▸ **PARTS OF THE EXERCISE**
**1.** According to the Touro University text, why does the institution carry the name "Touro"?
**2.** From the Touro University text, list every ethnic group given in the undergraduate breakdown, with its percentage.
**3.** Extend the Touro University text past its final sentence.

[READING TEXT Boundary: Start]

University in New York City

Touro University is a private Jewish university based in New York City, New York. It was founded by Bernard Lander in 1971, and named for Isaac and Judah Touro. It is a part of the Touro University System. Its mission includes a strong focus on "transmit[ting] and perpetuat[ing] the Jewish heritage". Touro’s main campus has been located inside 3 Times Square since in January 2023.

The college has about 5,100 undergraduates, with a teaching staff of 1242, of which over a third are full-time. It has about 6,900 graduate students. About 70% of undergraduates and graduate students are female. Among undergraduates, some 5% are Asian, 13% are black, 11% are Hispanic and 54% are white. The four-year graduation rate is 55%.

== History ==
Touro College was founded by Orthodox rabbi and academic sociologist Bernard Lander, who named it for Isaac Touro, a colonial America Orthodox rabbi, and his son Judah Touro, a businessman and philanthropist.

Lander's aim was to provide education for Jewish people, combining professional courses with Torah studies. The college received its charter as a private, four-year liberal arts college from the Board of Regents of the State of New York in 1970, and opened its doors in 1971. In its first year it had thirty-five students, all men. A section for women was opened in 1974. The college was accredited by the Middle States Commission on Higher Education in 1976; accreditation was reaffirmed in 2015.

[READING TEXT Boundary: End]
[DATASET Boundary: Start]

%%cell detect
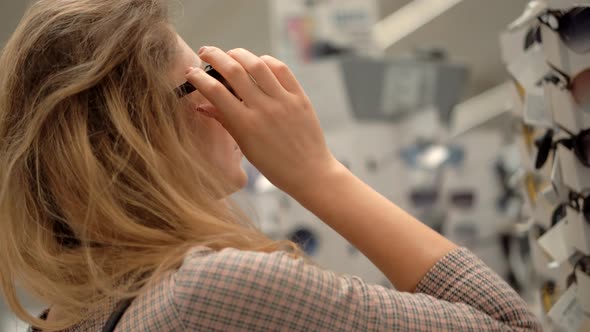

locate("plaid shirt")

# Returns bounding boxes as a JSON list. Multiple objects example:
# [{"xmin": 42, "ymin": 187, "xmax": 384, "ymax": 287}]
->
[{"xmin": 30, "ymin": 247, "xmax": 541, "ymax": 332}]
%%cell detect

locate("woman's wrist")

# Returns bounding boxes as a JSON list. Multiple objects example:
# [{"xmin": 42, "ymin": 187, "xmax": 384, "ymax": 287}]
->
[{"xmin": 285, "ymin": 157, "xmax": 352, "ymax": 204}]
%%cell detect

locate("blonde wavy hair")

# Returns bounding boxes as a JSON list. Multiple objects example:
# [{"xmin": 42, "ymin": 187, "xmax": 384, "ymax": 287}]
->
[{"xmin": 0, "ymin": 0, "xmax": 306, "ymax": 330}]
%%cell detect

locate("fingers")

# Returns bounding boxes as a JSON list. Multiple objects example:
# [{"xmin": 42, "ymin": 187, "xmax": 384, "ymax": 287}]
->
[
  {"xmin": 260, "ymin": 55, "xmax": 304, "ymax": 95},
  {"xmin": 227, "ymin": 48, "xmax": 286, "ymax": 97},
  {"xmin": 186, "ymin": 68, "xmax": 244, "ymax": 128},
  {"xmin": 199, "ymin": 47, "xmax": 261, "ymax": 104}
]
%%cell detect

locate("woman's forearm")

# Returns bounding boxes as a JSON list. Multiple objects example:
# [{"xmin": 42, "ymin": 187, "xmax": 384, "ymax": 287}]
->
[{"xmin": 290, "ymin": 162, "xmax": 457, "ymax": 292}]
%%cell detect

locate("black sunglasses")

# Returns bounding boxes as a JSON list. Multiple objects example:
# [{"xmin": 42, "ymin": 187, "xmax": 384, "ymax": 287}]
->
[
  {"xmin": 539, "ymin": 7, "xmax": 590, "ymax": 54},
  {"xmin": 566, "ymin": 256, "xmax": 590, "ymax": 288},
  {"xmin": 174, "ymin": 65, "xmax": 237, "ymax": 98},
  {"xmin": 524, "ymin": 25, "xmax": 543, "ymax": 51},
  {"xmin": 535, "ymin": 128, "xmax": 590, "ymax": 169},
  {"xmin": 543, "ymin": 65, "xmax": 590, "ymax": 109}
]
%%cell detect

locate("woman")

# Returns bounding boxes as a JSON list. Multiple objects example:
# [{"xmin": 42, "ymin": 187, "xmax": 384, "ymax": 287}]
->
[{"xmin": 0, "ymin": 0, "xmax": 540, "ymax": 331}]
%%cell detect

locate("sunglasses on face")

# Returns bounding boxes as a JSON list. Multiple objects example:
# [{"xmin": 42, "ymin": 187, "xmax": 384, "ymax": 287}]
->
[
  {"xmin": 174, "ymin": 65, "xmax": 237, "ymax": 98},
  {"xmin": 539, "ymin": 7, "xmax": 590, "ymax": 54},
  {"xmin": 535, "ymin": 128, "xmax": 590, "ymax": 169}
]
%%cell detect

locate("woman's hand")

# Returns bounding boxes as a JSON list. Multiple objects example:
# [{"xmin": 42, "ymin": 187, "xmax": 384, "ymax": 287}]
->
[{"xmin": 187, "ymin": 47, "xmax": 340, "ymax": 195}]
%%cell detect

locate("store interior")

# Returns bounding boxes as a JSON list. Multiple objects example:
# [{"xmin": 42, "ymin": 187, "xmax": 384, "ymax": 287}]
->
[{"xmin": 0, "ymin": 0, "xmax": 590, "ymax": 331}]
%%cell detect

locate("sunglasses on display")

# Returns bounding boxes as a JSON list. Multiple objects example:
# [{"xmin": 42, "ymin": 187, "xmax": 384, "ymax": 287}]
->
[
  {"xmin": 543, "ymin": 66, "xmax": 590, "ymax": 110},
  {"xmin": 566, "ymin": 256, "xmax": 590, "ymax": 288},
  {"xmin": 539, "ymin": 7, "xmax": 590, "ymax": 54},
  {"xmin": 535, "ymin": 128, "xmax": 590, "ymax": 169},
  {"xmin": 523, "ymin": 172, "xmax": 544, "ymax": 204},
  {"xmin": 410, "ymin": 189, "xmax": 475, "ymax": 209},
  {"xmin": 174, "ymin": 65, "xmax": 239, "ymax": 98}
]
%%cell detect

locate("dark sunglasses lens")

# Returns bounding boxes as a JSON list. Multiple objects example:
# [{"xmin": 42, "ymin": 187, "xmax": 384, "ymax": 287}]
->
[
  {"xmin": 524, "ymin": 26, "xmax": 543, "ymax": 51},
  {"xmin": 571, "ymin": 68, "xmax": 590, "ymax": 111},
  {"xmin": 451, "ymin": 191, "xmax": 475, "ymax": 209},
  {"xmin": 574, "ymin": 130, "xmax": 590, "ymax": 167},
  {"xmin": 535, "ymin": 130, "xmax": 553, "ymax": 169},
  {"xmin": 205, "ymin": 66, "xmax": 237, "ymax": 97},
  {"xmin": 559, "ymin": 7, "xmax": 590, "ymax": 54}
]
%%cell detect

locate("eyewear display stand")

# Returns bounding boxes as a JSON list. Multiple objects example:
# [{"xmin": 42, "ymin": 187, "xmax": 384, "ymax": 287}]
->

[DATASET Boundary: End]

▸ **SET OF ANSWERS**
**1.** Founder Bernard Lander named it for Isaac Touro, a colonial America Orthodox rabbi, and for his son Judah Touro, a businessman and philanthropist.

**2.**
- Asian: 5%
- Black: 13%
- Hispanic: 11%
- White: 54%

**3.**
In the 1970s, the school enrolled into its adult-education program large numbers of old people, among them many of whom could neither read nor write English. Federal and state authorities subsequently investigated the school, since they believed that this was being done mainly to obtain grants for tuition.

In the early eighties the college expanded to include schools of law, education, social work, osteopathic medicine, pharmacy, and dentistry.

In 2007, at least two school employees were found in an internal college audit to have accepted bribes to change grades and provide fake degrees. They were handed over for prosecution by the college, and were subsequently convicted and imprisoned.

Lander remained president until his death in 2010, and was succeeded by Alan Kadish.

At the end of 2021, the college signed a lease for 243305 ft2 at the 3 Times Square building in New York City. The goal was to consolidate many of the college's schools, currently divided among at least 35 separate locations servicing 19,000 enrolled students, into a central Manhattan campus.

On February 20, 2022, Touro College announced that the NYS Board of Regents had granted a request to rename the college to Touro University.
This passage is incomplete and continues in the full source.